* start *
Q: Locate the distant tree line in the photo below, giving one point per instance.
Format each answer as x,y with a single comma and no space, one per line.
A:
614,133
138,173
* end *
* EXERCISE TASK
Copy the rows above line for line, with no changes.

* SOLUTION BELOW
Q: Locate the distant tree line in the photo below, giving one point per instance.
Format each answer as x,y with a single comma and no space, one per line.
A:
614,133
138,173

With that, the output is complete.